--- DIRECTIONS FOR THIS TASK ---
Return each line in the records below that includes "debris".

--- INPUT DATA ---
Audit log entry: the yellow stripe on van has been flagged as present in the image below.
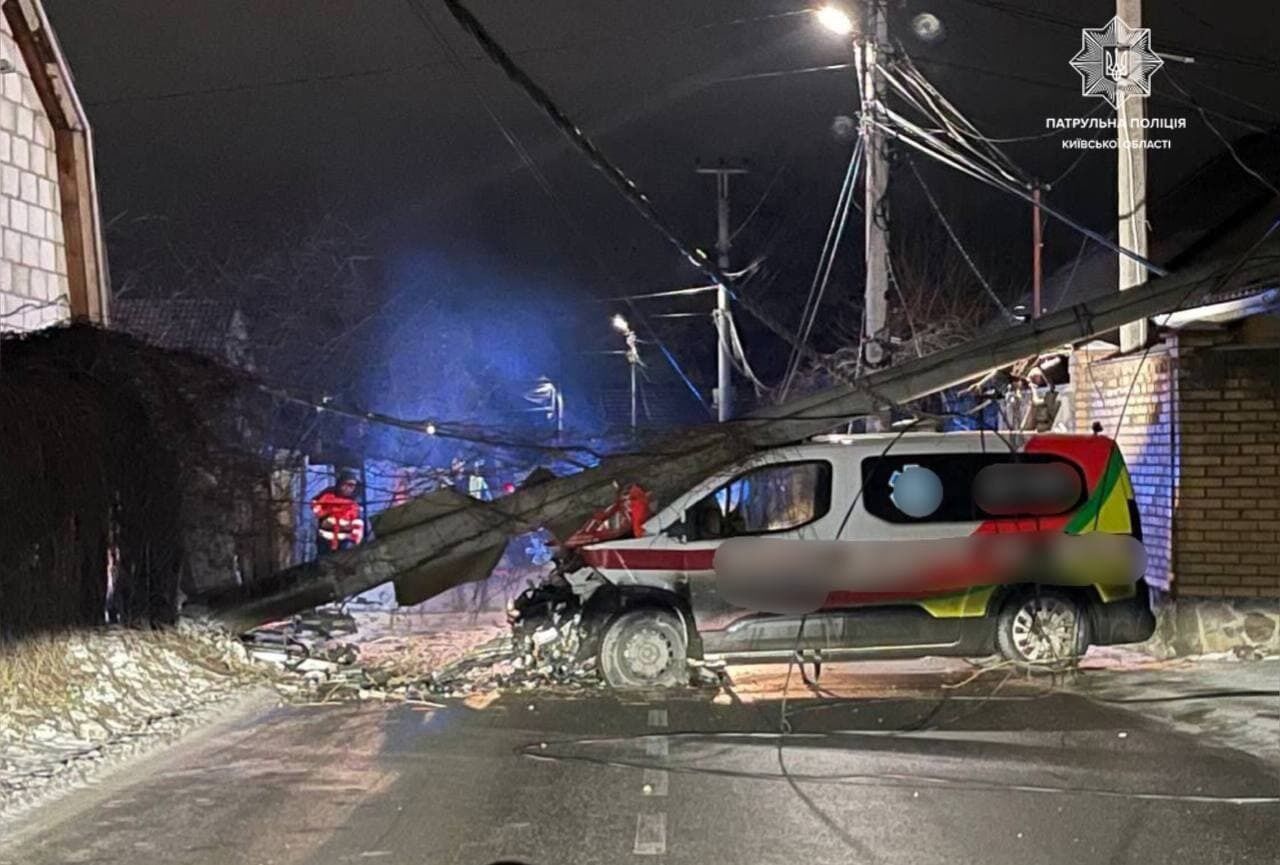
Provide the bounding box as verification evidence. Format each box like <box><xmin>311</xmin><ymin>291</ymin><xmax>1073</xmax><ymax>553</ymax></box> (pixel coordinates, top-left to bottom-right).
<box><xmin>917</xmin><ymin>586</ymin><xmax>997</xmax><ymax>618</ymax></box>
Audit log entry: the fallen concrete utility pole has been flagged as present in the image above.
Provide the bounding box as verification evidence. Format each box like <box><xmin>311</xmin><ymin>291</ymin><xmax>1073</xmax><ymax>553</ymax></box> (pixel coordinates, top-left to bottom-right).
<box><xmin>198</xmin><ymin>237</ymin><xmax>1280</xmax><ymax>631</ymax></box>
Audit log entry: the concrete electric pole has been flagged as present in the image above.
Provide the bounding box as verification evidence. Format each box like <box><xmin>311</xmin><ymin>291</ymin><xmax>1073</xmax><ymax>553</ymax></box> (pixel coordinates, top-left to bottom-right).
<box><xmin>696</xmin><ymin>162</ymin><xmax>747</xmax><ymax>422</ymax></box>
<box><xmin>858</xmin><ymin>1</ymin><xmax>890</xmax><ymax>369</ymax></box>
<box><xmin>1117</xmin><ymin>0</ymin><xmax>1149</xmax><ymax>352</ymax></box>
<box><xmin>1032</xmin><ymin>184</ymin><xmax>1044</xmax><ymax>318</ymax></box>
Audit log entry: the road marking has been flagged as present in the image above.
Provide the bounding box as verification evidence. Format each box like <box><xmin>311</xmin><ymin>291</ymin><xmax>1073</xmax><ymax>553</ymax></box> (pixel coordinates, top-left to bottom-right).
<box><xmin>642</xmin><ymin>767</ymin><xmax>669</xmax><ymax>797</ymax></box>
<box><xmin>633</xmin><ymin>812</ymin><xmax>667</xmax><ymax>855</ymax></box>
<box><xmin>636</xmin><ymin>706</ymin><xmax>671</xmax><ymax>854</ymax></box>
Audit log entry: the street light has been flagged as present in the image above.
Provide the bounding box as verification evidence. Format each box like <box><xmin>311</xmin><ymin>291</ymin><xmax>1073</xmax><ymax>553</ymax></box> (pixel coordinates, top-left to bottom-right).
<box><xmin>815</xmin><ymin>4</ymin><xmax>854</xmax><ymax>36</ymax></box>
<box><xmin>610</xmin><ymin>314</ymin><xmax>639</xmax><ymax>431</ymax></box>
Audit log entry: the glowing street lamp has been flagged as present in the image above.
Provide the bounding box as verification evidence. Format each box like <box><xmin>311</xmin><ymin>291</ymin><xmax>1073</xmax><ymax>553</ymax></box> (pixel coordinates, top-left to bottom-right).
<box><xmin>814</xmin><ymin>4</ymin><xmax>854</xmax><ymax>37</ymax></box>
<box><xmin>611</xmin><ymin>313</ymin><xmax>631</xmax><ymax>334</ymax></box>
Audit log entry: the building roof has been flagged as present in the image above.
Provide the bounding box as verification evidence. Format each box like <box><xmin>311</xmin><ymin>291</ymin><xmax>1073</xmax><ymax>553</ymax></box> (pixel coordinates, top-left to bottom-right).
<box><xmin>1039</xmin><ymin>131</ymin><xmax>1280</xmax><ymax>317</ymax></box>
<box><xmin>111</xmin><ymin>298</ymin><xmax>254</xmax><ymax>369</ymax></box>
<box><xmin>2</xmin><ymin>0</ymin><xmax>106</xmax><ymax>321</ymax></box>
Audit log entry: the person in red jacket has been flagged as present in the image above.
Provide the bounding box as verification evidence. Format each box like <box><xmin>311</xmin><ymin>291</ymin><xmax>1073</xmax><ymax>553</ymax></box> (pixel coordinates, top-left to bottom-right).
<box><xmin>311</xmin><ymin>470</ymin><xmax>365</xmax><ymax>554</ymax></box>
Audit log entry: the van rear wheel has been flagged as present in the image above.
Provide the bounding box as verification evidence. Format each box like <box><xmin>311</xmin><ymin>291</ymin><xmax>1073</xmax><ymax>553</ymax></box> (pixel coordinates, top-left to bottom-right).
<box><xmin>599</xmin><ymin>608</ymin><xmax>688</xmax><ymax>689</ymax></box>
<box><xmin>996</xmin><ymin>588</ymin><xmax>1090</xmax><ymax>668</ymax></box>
---
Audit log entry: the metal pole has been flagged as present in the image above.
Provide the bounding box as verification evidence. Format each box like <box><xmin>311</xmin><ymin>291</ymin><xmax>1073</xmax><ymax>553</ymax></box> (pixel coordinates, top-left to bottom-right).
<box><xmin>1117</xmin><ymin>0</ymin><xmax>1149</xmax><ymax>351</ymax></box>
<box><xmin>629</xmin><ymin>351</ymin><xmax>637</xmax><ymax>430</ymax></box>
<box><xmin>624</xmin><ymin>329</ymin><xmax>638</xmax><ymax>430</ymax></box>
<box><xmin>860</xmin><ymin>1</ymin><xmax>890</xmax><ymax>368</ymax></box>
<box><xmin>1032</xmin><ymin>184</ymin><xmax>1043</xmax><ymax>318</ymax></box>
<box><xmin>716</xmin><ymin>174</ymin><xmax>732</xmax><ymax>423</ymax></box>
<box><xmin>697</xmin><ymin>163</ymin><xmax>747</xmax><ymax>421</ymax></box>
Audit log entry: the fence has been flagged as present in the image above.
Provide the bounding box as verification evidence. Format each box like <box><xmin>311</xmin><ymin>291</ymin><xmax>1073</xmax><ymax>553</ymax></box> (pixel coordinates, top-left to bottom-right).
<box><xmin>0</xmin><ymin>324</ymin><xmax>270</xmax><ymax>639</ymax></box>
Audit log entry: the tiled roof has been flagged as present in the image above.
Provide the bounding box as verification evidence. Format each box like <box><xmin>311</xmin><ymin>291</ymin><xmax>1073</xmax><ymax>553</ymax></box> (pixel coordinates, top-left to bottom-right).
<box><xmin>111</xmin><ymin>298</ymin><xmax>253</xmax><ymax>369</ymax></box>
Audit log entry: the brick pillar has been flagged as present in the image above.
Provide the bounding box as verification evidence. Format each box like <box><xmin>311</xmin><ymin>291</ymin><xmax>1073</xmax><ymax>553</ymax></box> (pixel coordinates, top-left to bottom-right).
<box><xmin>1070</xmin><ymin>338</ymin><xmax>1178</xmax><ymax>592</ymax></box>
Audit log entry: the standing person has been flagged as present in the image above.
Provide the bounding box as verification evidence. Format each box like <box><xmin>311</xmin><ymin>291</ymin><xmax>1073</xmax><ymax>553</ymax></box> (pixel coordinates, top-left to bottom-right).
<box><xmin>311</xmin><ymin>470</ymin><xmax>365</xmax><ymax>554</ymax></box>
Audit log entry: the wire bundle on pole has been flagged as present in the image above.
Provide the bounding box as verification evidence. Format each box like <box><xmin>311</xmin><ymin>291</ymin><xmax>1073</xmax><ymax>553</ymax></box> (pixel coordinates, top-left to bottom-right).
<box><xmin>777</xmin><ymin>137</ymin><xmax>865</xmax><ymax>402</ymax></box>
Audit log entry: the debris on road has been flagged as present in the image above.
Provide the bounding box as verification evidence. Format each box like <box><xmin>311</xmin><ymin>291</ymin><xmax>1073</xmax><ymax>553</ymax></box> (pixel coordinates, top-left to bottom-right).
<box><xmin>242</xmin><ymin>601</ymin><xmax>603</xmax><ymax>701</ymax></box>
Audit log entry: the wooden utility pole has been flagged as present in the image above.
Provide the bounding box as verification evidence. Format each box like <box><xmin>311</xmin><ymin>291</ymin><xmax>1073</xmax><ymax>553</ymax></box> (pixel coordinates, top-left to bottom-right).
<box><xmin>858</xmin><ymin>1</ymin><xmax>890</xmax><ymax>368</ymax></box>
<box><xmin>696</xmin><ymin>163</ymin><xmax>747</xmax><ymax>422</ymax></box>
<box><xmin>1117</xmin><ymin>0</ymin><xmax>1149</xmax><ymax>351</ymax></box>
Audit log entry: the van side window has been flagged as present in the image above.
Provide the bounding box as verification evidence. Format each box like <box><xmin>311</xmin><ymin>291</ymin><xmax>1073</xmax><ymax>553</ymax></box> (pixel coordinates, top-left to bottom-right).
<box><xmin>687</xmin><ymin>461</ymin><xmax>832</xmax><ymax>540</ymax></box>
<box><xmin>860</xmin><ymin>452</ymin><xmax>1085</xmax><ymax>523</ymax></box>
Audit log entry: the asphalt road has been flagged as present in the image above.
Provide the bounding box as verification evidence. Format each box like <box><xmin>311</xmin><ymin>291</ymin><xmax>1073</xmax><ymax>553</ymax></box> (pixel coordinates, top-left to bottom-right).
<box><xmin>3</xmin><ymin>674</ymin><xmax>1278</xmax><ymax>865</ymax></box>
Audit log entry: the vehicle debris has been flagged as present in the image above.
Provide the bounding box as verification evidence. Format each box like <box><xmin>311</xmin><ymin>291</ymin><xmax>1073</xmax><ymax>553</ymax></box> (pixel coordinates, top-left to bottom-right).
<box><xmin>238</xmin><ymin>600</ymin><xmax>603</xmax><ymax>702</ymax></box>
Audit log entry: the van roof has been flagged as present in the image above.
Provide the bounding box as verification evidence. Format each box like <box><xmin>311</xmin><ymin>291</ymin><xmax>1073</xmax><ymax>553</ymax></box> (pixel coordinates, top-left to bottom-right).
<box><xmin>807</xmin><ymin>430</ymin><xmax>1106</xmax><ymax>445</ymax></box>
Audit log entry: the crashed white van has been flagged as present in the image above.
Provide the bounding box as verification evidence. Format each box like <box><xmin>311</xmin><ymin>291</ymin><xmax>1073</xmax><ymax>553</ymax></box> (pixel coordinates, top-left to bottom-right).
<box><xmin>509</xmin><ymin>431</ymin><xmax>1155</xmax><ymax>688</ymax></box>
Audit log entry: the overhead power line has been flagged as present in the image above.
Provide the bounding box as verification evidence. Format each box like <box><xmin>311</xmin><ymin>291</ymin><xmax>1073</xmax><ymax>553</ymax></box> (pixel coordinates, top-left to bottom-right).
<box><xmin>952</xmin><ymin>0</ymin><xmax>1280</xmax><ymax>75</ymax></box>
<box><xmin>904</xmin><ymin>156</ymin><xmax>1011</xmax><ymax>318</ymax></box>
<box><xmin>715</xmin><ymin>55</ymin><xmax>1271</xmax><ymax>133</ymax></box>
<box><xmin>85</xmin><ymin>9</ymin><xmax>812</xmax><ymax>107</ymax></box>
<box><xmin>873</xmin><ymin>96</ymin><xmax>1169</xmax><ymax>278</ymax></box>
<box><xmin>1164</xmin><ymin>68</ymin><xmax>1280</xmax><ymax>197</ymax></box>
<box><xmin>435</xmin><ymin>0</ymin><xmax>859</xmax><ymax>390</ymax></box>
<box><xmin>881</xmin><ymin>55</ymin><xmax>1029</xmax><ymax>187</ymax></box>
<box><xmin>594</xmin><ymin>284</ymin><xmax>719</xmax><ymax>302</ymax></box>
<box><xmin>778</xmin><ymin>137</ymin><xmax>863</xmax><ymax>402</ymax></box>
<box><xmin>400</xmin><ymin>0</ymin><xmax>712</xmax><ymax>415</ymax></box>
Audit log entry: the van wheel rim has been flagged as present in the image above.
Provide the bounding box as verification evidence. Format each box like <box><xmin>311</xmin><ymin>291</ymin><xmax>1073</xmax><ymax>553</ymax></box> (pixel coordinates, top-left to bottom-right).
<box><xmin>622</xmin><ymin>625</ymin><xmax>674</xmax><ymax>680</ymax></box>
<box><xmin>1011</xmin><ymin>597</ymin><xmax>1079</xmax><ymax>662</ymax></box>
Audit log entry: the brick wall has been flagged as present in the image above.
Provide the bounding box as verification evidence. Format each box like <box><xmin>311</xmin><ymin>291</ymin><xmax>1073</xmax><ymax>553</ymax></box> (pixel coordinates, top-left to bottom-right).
* * *
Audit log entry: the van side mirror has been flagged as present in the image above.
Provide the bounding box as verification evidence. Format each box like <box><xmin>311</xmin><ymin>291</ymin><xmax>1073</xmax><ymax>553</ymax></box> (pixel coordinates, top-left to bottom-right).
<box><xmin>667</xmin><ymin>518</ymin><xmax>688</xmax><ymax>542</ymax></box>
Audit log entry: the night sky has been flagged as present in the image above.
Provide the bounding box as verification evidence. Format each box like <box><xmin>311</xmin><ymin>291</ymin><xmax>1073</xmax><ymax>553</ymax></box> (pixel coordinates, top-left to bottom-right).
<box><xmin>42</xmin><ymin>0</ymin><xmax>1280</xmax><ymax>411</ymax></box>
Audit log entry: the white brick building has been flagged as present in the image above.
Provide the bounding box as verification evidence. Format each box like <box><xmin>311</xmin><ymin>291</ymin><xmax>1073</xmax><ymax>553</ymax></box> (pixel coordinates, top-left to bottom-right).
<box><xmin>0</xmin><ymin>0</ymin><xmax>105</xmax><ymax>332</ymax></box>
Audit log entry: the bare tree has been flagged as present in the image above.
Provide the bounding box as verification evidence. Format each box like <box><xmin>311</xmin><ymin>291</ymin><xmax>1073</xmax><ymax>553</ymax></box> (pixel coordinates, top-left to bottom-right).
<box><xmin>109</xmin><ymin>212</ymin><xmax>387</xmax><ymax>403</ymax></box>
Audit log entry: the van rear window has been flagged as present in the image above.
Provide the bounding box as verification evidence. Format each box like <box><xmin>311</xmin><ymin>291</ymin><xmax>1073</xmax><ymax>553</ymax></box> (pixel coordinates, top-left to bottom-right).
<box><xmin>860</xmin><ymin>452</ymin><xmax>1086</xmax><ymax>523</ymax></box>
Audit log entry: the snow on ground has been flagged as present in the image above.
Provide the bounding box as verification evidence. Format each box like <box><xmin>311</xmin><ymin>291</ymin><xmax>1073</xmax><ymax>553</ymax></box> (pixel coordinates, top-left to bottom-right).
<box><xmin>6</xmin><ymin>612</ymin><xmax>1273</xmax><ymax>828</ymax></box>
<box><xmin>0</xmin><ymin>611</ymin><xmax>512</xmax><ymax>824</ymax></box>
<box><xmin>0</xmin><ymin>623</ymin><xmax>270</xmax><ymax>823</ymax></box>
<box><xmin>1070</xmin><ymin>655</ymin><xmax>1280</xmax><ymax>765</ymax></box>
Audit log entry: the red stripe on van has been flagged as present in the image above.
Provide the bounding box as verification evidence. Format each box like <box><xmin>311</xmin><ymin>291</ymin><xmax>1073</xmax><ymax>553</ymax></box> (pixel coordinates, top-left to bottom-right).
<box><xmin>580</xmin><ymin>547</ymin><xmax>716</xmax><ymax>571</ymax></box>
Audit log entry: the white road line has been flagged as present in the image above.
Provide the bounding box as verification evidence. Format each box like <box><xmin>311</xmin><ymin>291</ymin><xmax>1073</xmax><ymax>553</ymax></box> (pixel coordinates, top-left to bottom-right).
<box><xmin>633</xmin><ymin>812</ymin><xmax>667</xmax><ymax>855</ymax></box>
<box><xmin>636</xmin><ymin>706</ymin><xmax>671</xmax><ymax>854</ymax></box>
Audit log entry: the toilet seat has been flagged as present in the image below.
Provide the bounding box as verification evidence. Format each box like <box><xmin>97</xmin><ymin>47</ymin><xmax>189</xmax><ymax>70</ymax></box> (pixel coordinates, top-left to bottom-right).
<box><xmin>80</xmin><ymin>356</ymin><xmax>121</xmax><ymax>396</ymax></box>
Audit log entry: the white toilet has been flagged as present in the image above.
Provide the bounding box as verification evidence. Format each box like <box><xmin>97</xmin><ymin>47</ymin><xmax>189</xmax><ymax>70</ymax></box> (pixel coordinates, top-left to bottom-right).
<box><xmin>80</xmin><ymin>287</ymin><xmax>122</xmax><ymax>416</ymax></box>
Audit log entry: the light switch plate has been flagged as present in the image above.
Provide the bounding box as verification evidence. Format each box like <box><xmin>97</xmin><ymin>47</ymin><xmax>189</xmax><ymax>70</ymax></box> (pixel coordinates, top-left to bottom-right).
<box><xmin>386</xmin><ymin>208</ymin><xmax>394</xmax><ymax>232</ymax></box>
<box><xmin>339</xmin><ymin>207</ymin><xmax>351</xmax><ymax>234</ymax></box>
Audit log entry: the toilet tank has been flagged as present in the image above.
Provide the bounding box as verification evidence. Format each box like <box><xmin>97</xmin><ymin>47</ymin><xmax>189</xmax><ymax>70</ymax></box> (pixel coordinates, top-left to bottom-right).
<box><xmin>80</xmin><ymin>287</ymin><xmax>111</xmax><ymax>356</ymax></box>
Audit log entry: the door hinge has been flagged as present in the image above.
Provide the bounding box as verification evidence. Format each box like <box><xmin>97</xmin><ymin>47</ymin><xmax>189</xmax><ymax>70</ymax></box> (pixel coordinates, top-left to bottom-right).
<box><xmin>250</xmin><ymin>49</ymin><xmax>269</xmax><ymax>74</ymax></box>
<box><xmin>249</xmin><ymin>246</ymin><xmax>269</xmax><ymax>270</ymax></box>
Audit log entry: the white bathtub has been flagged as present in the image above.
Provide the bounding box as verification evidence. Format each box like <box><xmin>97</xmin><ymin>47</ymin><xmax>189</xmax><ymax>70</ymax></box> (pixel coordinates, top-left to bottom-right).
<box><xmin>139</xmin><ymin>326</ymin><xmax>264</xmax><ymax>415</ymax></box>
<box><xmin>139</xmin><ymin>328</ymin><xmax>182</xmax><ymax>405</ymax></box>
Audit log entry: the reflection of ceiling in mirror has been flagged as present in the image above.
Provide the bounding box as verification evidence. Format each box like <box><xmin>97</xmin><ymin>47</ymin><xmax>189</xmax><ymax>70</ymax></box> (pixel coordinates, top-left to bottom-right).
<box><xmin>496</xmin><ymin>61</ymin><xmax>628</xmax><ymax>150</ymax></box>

--- EXERCISE RESPONSE ---
Audit log entry: the debris on road has been flagged as present in the image above.
Audit log entry: the vehicle debris has been flagged as present in the image above.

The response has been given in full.